ACTIVITY »
Please return the listing below exactly, without any of its pictures.
---------- RECORDS FOR THE TASK
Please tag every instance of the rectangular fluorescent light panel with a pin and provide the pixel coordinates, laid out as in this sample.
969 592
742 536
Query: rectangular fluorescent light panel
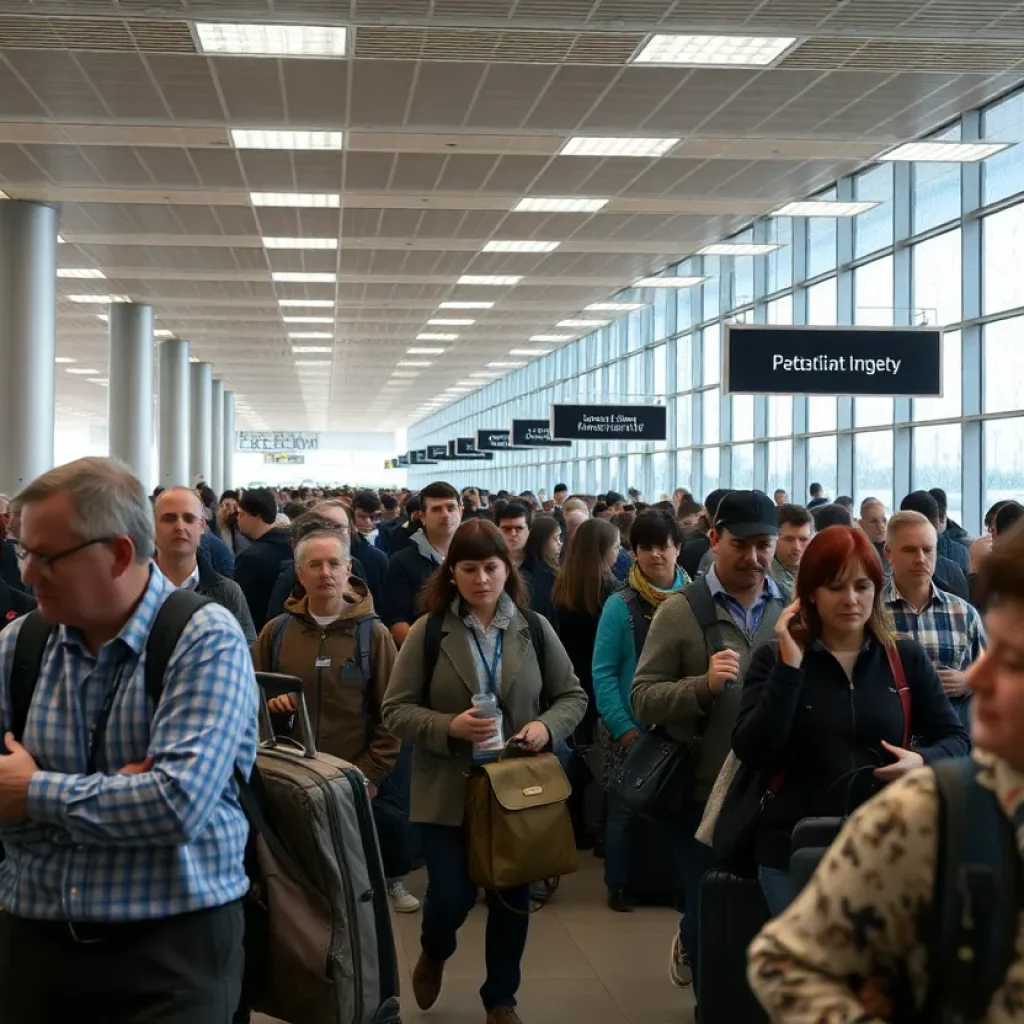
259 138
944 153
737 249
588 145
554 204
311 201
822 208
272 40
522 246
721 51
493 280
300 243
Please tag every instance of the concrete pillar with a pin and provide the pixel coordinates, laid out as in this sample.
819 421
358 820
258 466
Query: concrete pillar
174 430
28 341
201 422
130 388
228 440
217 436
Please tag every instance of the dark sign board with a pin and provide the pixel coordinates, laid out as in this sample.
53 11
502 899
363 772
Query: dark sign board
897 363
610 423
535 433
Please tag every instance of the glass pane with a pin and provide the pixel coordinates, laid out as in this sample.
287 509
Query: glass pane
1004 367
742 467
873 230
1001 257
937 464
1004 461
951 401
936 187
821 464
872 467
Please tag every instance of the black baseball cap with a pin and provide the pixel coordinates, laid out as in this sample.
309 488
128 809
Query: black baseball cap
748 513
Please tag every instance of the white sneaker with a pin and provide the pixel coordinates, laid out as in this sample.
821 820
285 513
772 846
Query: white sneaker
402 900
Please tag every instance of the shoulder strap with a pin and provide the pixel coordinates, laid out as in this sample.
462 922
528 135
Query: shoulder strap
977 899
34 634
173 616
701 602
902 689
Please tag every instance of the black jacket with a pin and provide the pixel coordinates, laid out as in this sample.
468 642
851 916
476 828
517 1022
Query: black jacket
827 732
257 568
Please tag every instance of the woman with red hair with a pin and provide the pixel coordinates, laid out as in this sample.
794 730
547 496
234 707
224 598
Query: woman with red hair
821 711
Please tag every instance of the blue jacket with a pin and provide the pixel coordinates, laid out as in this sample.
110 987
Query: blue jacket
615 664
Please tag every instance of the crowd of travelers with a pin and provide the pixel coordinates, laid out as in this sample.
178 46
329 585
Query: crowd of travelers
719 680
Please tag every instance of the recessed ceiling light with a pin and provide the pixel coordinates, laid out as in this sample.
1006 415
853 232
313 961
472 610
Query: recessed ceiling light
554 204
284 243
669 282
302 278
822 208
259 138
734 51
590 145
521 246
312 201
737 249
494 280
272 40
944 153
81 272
--------------------
FINISHED TASK »
Please tag every instance of the rectangular fluorescent light panel with a pin and provide the pixel coordinates, laid out as in this sample.
969 592
742 536
Query: rectangular fluorescent light panel
259 138
944 153
737 249
588 145
554 204
311 201
822 208
272 40
522 246
721 51
493 280
300 243
Please tag every instance of the concrete pillar with a pin and provide the pixel coordinates, laid out as in this sample.
819 421
358 820
258 466
Query: concrete pillar
174 430
28 341
201 422
130 388
228 440
217 436
Please tag every instance of the dark sign board with a pin and provide the pixel coordinates, laid out as in this sample.
53 11
502 899
363 772
Query: dark sign board
897 363
610 423
535 433
Please tag every instance of the glass pane with a pin and provide the pixel coordinates, laid out as in this sample.
287 509
Query: glass pane
1004 367
742 467
873 230
1001 257
937 464
1004 461
951 401
936 187
821 464
872 467
Please tag every instance of the black baseball cap with a pin and provide the pixel coordinates, laid out as in this sample.
309 488
128 809
Query: black baseball cap
748 513
Please tag every instance of the white sneaker with a pin and provide the pixel coordinates, laid out as in this sample.
821 820
285 513
772 846
Query: white sneaker
402 900
Please tag every instance of the shoulder strap with a pin and provide the pixel coordinates, laid out as in this sample.
462 922
528 135
Query: shoulder strap
977 899
34 634
173 616
701 602
902 689
Please tag every instance of the black jacket with a pin and provide the pixel coordinates, laid out as in this sample.
468 642
851 916
476 828
517 1022
Query: black jacket
827 732
257 568
Please tag every instance of the woman with red hair with a pin and provide the pixel coordinates, laid out as in this sample.
794 730
547 496
234 707
224 598
Query: woman with red hair
821 711
Please tag every instance of the blue jacket with a pin and provide the pixel coordinates, laid out as in this sample.
110 987
Query: blue jacket
615 664
Please tag every instance of the crowd of travelers with a pin and provide the pixel coordinates, laid out as in this sample.
178 46
329 585
Query: crowd of travelers
719 680
Please tag every instance of the recessed ceiling light with a pin and provide the pixel coordinates, laid out as in this sample.
1006 415
853 232
313 961
472 610
Query: recessed ceiling light
554 204
284 243
669 282
302 278
822 208
259 138
734 51
590 145
521 246
312 201
737 249
494 280
272 40
944 153
81 272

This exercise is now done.